>> Begin RECORDS TO USE

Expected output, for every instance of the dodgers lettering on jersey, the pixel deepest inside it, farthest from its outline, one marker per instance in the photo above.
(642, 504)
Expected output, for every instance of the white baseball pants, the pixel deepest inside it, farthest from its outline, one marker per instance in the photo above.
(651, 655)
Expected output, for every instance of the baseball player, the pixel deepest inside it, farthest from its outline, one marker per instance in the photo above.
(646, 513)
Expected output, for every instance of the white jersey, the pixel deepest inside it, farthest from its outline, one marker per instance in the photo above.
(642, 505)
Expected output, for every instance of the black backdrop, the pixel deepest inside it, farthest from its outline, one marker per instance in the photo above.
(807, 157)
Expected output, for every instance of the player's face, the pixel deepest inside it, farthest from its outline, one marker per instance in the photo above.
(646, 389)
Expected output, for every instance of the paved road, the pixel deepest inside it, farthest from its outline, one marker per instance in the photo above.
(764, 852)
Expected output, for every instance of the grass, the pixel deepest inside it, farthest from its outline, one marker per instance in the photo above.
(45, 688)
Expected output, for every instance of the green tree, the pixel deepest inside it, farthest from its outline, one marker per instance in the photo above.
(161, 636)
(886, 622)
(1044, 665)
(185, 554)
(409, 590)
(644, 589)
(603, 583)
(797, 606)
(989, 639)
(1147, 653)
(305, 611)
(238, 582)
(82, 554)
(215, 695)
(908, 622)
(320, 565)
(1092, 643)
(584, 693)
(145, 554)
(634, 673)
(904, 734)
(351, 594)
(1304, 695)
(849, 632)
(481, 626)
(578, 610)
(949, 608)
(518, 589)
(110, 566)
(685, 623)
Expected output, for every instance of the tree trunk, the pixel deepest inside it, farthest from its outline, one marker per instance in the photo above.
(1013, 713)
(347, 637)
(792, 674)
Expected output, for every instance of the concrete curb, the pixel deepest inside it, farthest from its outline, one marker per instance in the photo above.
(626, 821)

>> End RECORDS TO USE

▶ [DIRECTIONS]: Produce an exact copy of all the records.

▶ [RESULT]:
Expected output, for every instance of the dodgers lettering on jersey, the pixel deepest inside it, farthest from its outline, one marker per instance in the photo above.
(642, 504)
Expected output, for every instance of the white baseball pants, the pixel deepest inside it, farthest from its outline, one marker per instance in the photo above.
(651, 655)
Expected output, for every instance of the baseball player, the pixel deepest inside it, farthest from its outline, one marker per instance in the photo above.
(646, 513)
Expected output, for every instance of the white jersey, the pixel deepest inside it, farthest from its outline, one marker per instance in the photo above.
(642, 505)
Expected output, for every instance of the black backdrop, the pixel deepest inside it, farthest from its outline, one marker per instance in the photo above.
(807, 157)
Expected output, for every instance of the player's face, the pixel deepest inside it, farthest from its outline, one marker per instance in the photo above.
(646, 389)
Expected output, for every instance of the paved road, the pixel deepest inside it, farthest from its outline, one marker per instance in the photo above.
(764, 852)
Expected output, for every instance of the grass, the pixel deepest inside it, farthest from its outline, one marker per instance in the photo above.
(45, 688)
Expected output, for every instance of the green tree, the pixel deepest inside it, farthest from its outline, one marker per instance in the photo above.
(161, 636)
(886, 622)
(1044, 665)
(185, 554)
(409, 590)
(644, 589)
(603, 583)
(797, 606)
(989, 639)
(1147, 653)
(305, 611)
(238, 582)
(82, 554)
(215, 695)
(908, 622)
(320, 565)
(1092, 643)
(584, 693)
(145, 554)
(634, 673)
(904, 734)
(351, 594)
(1304, 695)
(849, 632)
(481, 626)
(578, 610)
(949, 608)
(518, 589)
(110, 566)
(685, 623)
Expected output, for every instance of the tree trunk, the pixel deepest inside it, farthest from its outline, one marker per instance in the photo above.
(1013, 713)
(347, 637)
(792, 674)
Expected output, for every instance of the concrete curb, the pixel deepest inside it, farthest from its outline, one marker per instance in the photo above.
(626, 821)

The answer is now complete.